[Aim] Please copy the album article starting with "Studio album by Rick" and going on through "Sparmac, Capitol (US)", renaming "Recorded" to "Taped".

Studio album by Rick Springfield
- Released: 28 August 1972
- Recorded: February 1972
- Studio: Trident Studios, London
- Genre: Pop rock
- Length: 36:26
- Label: Sparmac, Capitol (US)
- Producer: Robie Porter

Rick Springfield chronology
| Just Zoot (1970) | Beginnings (1972) | Comic Book Heroes (1973) |

= Beginnings (Rick Springfield album) =

Beginnings is the debut studio album by Australian musician Rick Springfield. The album was released on 28 August 1972, by Sparmac Records.
This album was issued in the U.S. on Capitol Records (SMAS-11047).

Professional ratings
Review scores
| Source | Rating |
| Christgau's Record Guide | C+ |

== Critical reception ==
Reviewing in Christgau's Record Guide: Rock Albums of the Seventies (1981), Robert Christgau wrote: "Would you believe second-generation Emitt Rhodes? Well, this is an exemplary singles album—gimmicky, banal, full of filler, and filled out with a few more catchy little numbers to go with "Speak to the Sky". Recommended follow-ups: 'Hooky Jo' to keep on rock-rock-rocking, 'If I Didn't Mean to Love You' for a future in Vegas balladeering."

Dataset records on where objects are located:
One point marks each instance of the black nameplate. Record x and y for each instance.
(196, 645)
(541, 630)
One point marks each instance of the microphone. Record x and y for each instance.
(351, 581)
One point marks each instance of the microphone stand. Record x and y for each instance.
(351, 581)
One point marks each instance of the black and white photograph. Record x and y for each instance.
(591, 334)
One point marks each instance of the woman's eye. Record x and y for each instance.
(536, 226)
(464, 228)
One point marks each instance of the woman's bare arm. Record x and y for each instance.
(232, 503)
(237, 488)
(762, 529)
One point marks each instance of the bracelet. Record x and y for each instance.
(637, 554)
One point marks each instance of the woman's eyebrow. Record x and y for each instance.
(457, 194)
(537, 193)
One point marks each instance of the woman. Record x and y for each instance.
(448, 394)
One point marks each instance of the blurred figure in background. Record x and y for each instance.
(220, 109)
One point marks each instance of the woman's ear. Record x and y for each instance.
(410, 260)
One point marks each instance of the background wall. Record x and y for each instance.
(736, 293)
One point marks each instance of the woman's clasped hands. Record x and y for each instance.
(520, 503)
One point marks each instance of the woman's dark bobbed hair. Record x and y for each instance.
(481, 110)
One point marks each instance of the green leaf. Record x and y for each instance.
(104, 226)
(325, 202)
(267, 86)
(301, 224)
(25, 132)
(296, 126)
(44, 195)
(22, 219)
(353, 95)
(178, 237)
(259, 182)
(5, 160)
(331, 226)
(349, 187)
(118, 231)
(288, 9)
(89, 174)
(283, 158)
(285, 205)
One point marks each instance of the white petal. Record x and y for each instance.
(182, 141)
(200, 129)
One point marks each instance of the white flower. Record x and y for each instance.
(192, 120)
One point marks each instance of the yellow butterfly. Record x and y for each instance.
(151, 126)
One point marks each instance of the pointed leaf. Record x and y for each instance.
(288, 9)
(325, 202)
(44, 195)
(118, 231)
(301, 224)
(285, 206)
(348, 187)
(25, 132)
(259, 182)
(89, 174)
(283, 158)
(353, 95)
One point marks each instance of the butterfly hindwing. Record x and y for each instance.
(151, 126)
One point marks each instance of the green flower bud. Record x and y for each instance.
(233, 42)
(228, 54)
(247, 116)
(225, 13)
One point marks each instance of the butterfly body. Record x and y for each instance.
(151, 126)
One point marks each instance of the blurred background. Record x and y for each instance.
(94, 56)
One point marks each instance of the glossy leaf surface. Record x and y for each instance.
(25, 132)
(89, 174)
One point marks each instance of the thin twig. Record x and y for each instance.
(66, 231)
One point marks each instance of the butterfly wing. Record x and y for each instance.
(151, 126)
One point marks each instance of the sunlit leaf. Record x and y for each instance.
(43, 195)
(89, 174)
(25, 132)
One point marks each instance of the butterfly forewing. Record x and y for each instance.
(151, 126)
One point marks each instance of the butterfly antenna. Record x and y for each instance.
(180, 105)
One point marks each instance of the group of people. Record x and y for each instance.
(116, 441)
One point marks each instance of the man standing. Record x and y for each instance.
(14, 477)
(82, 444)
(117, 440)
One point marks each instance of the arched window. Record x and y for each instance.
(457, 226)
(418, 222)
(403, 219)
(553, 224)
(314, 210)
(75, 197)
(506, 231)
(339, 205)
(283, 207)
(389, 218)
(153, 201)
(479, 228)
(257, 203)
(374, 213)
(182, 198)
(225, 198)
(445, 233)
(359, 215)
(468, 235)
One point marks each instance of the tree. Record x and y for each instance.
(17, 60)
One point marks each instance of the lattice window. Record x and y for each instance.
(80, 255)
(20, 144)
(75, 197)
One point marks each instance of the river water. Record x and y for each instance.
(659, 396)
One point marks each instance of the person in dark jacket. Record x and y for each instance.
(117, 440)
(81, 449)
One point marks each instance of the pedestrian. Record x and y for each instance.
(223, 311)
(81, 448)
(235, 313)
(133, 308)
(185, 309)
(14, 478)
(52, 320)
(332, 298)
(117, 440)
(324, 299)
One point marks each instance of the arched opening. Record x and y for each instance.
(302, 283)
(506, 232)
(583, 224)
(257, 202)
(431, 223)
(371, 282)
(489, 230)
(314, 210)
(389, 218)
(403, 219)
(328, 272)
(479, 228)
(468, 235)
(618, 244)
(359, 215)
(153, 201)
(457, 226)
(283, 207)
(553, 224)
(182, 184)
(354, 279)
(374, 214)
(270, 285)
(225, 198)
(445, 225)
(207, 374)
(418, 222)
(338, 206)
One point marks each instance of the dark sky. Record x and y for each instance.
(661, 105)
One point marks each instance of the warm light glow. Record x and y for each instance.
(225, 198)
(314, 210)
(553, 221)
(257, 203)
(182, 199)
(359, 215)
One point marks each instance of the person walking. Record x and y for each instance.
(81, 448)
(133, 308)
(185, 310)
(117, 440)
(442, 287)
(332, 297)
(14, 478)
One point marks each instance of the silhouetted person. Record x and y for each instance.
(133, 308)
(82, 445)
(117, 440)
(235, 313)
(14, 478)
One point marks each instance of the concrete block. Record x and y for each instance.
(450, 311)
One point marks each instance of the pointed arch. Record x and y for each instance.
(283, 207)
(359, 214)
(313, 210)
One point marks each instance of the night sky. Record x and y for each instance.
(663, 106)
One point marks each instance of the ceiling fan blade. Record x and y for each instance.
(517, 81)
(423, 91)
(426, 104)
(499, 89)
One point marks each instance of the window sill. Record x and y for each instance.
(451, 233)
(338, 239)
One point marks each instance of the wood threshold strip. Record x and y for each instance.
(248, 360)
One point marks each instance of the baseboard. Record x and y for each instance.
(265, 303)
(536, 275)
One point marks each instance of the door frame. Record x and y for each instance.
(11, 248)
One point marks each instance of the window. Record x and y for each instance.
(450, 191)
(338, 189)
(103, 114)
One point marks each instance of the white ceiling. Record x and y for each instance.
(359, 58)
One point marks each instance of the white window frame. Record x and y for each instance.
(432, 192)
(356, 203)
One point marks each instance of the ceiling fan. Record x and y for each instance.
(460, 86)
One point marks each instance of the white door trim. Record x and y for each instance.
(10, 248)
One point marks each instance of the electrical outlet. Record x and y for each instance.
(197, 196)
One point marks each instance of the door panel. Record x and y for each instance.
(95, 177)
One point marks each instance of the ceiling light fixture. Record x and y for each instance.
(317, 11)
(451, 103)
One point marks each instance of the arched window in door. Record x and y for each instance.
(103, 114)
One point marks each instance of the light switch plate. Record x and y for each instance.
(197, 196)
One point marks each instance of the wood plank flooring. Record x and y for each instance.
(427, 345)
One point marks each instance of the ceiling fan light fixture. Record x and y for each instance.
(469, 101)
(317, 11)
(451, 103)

[Exercise solution]
Studio album by Rick Springfield
- Released: 28 August 1972
- Taped: February 1972
- Studio: Trident Studios, London
- Genre: Pop rock
- Length: 36:26
- Label: Sparmac, Capitol (US)